## Work to complete
Copy the whole listing below word for word, leaving the pictures out of your answer.

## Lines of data
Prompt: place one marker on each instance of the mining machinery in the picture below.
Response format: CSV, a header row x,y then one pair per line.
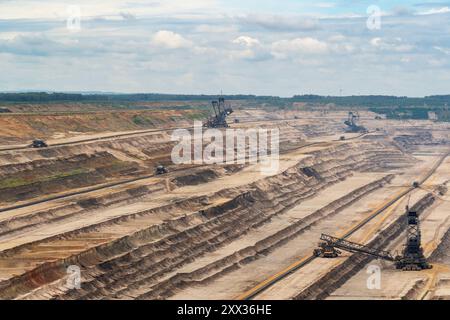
x,y
351,123
221,112
161,170
412,258
39,144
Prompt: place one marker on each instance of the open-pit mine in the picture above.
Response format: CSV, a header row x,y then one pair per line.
x,y
97,195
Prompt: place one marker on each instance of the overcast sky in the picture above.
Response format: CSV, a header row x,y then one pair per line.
x,y
264,47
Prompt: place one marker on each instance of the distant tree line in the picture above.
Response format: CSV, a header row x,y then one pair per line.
x,y
369,101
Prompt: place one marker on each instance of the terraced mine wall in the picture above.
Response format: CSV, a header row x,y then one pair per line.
x,y
339,275
144,264
20,128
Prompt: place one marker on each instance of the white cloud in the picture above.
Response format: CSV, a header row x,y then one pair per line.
x,y
170,40
246,41
435,11
288,48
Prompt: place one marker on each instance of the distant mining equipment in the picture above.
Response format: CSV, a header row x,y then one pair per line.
x,y
412,258
39,144
351,123
221,112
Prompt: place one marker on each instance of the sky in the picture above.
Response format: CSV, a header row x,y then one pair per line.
x,y
263,47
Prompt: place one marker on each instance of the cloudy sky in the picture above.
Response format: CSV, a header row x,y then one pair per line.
x,y
265,47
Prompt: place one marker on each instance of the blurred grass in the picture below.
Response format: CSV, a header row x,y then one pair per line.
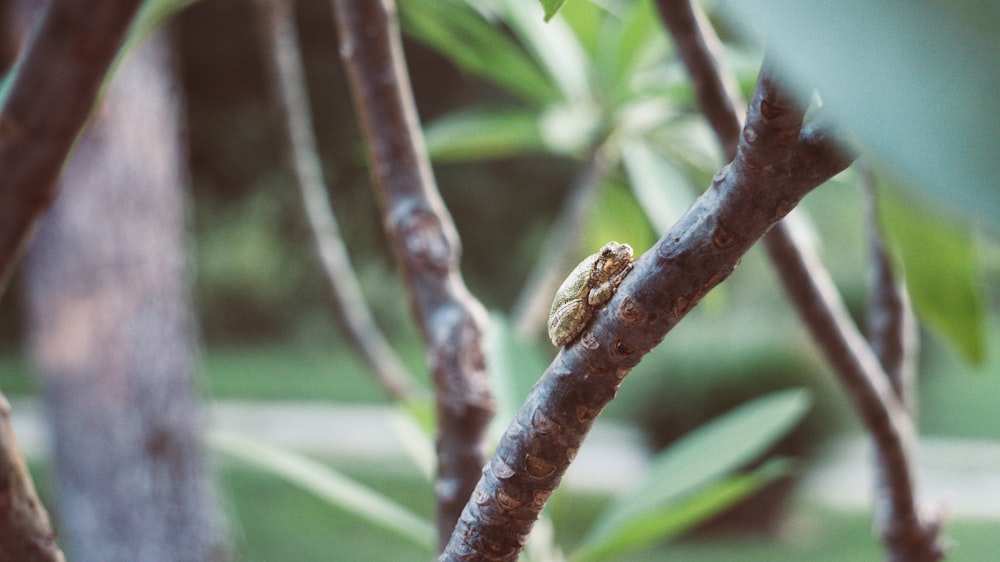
x,y
275,521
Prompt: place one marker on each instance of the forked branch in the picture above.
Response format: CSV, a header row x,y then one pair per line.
x,y
771,174
426,244
907,534
278,23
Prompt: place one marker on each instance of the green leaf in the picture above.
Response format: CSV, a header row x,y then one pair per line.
x,y
941,270
551,7
617,216
327,484
554,46
670,520
465,37
515,365
699,460
585,18
631,41
915,83
481,134
663,191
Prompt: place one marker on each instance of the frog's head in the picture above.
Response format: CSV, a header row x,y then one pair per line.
x,y
612,259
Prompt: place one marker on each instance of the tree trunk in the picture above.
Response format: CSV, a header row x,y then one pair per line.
x,y
112,331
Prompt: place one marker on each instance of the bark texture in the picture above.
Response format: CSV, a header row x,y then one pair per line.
x,y
56,83
112,331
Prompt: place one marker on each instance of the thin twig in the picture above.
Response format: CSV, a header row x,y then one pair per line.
x,y
26,535
53,91
533,303
891,325
278,22
426,244
893,338
907,535
746,199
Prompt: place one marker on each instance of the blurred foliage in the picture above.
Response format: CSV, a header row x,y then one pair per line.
x,y
914,86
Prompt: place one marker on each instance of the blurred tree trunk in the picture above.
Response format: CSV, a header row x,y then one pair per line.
x,y
113,333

## Full output
Prompt: place one marker on each instance of the mining machinery in the picture below.
Response format: CSV, a header row x,y then one pair per line.
x,y
351,123
221,112
161,170
412,258
39,144
Prompt: place one marker on each instance of the open-pit mine in the picture above.
Response format: CSV, a header row x,y then one pair per line.
x,y
97,195
Prompt: place one marker on each instance of the overcast sky in the picture above.
Response format: CSV, a header row x,y then one pair per line.
x,y
264,47
Prompt: place one marker on each instance of the distant tree line in the picture above.
Response format: CSV, a header row x,y then one pair per line.
x,y
369,101
Prompt: place one marker on each instance of the terraced mine wall in the picture above.
Response format: CSV, a header row x,y then one pair per line.
x,y
339,275
144,264
20,128
Prompt: place one marker on each instance of the white cloud in the picture above.
Response format: CSV, a header row x,y then one pair per line.
x,y
170,40
246,41
435,11
288,48
Prompt: place one marker on each instance of the distant mining equipment in the picture above.
Response format: CSV, a header row x,y then one pair per line.
x,y
412,258
39,144
351,123
221,112
Prompt: place one marker on each instance of the sky in the picture above.
Response format: CSV, a header row x,y then one pair per line.
x,y
263,47
Prompt: place one marker on each instance of the cloudy sky in the picture above.
Response format: CSV, a header row x,y then one pair per line.
x,y
265,47
Prompt: place one marker on each instance of the blurred grass in the picture below.
Response format: CSV, a header row x,y then one pair per line.
x,y
275,521
Prompt: place one marker on each instance of the forked branch in the picture above.
Response format: CSV, a header row x,y then one pair per line.
x,y
771,174
426,244
907,534
278,23
Prompt: place one marker on each instance of the green leaf in the picture above.
Response format: CSV, a header row x,y then one pair per line.
x,y
941,270
551,7
617,216
327,484
554,46
670,520
465,37
515,365
699,460
585,18
631,41
915,83
481,134
663,191
Prompt: place one marker on each instance of the frog's head in the picture above.
Response format: CSV, a header row x,y then one pair per line.
x,y
612,259
Prompt: place one marker on each instance of the tree trunk in the picture above.
Response format: CSV, a header row x,y then one pair per line.
x,y
112,331
Prompt: place one marker on each instance of the bark texture in the picture above.
Response format: CSV, a header row x,y then one pair per line.
x,y
56,83
112,331
Prompt: place one marker on each instance of the thin twig in the picture above.
Response format: CSV, a header row x,y then one pair per line.
x,y
26,535
53,91
533,303
891,325
278,22
426,244
893,338
907,535
746,199
Prompt: place one marker on each instance of the blurred foliage in the picture above.
Response format: CSV, a header row x,y then one pair per line.
x,y
914,86
Prompt: place one marker on each instance of the blurred tree trunk in the picture above.
Response format: CSV, a header row x,y then one pair per line.
x,y
113,333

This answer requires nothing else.